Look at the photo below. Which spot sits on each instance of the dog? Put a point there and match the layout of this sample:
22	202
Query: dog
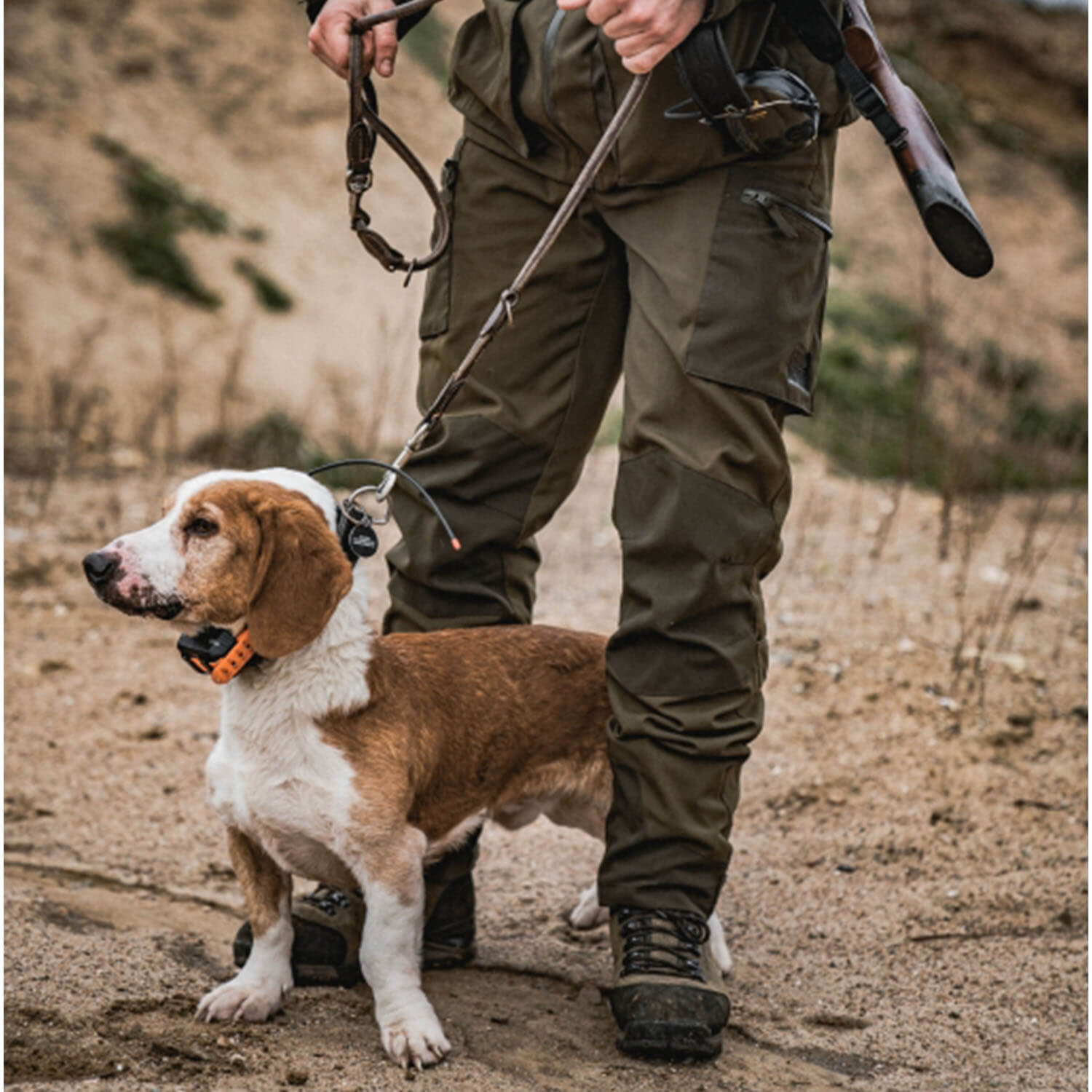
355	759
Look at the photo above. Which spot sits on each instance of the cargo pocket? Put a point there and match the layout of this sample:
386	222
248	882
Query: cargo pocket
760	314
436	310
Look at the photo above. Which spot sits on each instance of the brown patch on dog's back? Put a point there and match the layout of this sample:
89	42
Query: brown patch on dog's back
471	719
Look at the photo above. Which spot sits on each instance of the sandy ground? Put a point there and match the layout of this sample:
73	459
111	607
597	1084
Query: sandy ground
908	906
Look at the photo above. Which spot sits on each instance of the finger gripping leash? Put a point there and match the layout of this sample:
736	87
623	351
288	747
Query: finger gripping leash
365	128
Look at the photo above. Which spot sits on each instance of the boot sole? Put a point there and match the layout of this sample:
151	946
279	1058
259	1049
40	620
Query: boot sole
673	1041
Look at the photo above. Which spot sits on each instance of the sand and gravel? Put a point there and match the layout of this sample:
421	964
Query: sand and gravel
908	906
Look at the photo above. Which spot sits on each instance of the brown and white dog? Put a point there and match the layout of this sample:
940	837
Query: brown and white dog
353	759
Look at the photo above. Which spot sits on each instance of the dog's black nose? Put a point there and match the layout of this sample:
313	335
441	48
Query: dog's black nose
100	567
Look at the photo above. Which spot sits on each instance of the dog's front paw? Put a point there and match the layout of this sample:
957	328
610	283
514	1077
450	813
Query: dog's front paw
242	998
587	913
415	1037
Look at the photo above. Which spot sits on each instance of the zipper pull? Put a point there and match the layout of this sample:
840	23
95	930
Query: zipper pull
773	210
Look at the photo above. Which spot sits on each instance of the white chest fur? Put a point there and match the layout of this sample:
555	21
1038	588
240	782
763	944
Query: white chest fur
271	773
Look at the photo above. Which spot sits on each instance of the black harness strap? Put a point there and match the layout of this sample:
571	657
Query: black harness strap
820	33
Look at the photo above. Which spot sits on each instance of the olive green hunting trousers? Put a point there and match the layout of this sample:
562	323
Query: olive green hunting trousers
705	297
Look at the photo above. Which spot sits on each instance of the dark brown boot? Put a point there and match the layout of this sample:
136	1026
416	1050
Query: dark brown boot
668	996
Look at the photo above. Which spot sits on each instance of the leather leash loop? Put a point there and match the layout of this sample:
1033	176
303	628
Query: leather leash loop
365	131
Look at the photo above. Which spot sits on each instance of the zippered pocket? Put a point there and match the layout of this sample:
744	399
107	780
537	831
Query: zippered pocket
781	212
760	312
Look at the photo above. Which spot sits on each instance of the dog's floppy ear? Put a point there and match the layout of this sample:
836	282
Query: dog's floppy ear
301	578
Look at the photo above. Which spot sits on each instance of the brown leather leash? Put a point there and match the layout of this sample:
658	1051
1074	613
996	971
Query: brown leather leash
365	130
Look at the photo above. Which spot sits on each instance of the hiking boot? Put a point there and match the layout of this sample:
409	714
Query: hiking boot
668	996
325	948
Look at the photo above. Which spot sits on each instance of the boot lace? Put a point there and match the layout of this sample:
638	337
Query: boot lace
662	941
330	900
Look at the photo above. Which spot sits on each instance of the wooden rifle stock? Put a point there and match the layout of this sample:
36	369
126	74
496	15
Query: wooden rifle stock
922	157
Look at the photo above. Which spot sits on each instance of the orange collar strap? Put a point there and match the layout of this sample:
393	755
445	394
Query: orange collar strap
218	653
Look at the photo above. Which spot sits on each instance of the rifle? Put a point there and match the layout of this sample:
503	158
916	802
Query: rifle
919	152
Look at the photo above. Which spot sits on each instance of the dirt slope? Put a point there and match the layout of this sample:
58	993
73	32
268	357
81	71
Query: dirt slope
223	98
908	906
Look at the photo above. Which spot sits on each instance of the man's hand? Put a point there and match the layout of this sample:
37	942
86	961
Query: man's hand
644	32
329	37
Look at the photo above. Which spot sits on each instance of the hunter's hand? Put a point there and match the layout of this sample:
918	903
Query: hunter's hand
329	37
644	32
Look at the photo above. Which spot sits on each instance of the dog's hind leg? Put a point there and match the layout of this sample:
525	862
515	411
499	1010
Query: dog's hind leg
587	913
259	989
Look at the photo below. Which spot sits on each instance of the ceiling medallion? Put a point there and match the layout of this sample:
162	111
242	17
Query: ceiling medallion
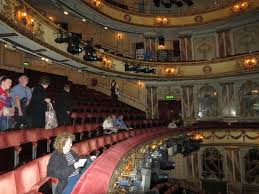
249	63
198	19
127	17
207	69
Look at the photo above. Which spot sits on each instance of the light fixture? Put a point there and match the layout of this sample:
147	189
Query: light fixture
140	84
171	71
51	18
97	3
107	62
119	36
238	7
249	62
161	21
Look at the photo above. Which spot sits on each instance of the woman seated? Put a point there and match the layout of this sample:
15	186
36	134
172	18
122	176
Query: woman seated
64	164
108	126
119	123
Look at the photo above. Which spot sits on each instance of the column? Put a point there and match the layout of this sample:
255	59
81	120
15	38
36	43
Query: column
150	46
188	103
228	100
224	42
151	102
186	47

--

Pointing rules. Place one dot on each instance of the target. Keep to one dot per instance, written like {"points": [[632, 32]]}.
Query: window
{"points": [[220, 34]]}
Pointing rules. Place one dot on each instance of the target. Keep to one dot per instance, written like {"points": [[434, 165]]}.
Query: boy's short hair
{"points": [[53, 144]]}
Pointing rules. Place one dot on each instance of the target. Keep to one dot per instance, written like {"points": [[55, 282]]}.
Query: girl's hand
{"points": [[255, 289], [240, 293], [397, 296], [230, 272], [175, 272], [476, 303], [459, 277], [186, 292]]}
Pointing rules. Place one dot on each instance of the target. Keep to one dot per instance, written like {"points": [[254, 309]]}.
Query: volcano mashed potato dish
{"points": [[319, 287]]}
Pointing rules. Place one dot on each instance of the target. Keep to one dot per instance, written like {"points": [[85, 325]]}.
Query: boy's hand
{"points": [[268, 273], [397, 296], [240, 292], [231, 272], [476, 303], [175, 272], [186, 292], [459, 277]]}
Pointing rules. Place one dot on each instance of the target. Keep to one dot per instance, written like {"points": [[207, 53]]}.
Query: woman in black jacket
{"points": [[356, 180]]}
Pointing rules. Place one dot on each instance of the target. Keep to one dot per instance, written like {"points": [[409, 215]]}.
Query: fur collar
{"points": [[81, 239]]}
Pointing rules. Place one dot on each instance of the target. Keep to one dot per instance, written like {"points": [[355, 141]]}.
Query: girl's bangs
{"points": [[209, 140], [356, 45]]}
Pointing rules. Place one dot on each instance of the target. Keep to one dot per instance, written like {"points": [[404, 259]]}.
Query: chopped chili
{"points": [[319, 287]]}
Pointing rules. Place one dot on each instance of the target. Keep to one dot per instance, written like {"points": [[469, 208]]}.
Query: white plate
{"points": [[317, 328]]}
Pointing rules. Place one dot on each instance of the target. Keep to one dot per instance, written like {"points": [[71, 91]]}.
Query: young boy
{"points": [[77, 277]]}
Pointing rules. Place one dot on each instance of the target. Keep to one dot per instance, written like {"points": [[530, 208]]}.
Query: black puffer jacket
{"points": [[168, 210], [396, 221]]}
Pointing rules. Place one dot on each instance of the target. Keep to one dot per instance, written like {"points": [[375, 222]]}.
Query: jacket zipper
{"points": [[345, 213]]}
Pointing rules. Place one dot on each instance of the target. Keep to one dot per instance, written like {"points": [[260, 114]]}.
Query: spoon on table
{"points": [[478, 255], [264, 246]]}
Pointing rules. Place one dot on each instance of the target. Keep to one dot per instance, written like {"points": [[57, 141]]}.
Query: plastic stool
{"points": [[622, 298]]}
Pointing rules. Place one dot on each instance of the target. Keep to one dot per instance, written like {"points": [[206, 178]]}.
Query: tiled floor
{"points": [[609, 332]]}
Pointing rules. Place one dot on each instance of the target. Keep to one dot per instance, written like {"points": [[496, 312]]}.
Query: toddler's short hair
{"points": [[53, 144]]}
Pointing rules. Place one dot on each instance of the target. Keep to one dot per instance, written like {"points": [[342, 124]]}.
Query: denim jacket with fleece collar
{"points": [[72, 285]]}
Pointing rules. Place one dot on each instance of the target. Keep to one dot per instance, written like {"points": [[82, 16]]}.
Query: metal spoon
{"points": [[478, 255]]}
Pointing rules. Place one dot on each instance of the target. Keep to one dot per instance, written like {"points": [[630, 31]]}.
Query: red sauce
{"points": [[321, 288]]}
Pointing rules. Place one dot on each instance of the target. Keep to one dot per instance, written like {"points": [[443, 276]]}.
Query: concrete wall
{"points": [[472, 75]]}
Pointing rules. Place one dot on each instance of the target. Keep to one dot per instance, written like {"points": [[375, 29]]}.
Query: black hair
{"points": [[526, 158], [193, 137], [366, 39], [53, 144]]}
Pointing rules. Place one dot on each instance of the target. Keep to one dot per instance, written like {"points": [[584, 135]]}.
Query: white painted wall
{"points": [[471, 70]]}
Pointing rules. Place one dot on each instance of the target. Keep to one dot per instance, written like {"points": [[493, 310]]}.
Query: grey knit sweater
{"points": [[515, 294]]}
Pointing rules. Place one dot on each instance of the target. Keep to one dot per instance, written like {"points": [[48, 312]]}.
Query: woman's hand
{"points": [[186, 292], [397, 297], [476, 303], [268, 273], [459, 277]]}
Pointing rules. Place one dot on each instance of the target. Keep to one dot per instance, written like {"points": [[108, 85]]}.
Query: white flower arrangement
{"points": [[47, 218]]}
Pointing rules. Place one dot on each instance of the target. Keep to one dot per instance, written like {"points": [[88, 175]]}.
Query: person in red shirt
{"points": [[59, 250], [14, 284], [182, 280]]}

> **WHAT YOU WILL DO**:
Count the lines in the data above that contain the word "below", with case distinguished, and give only that number.

> **REPLY**:
2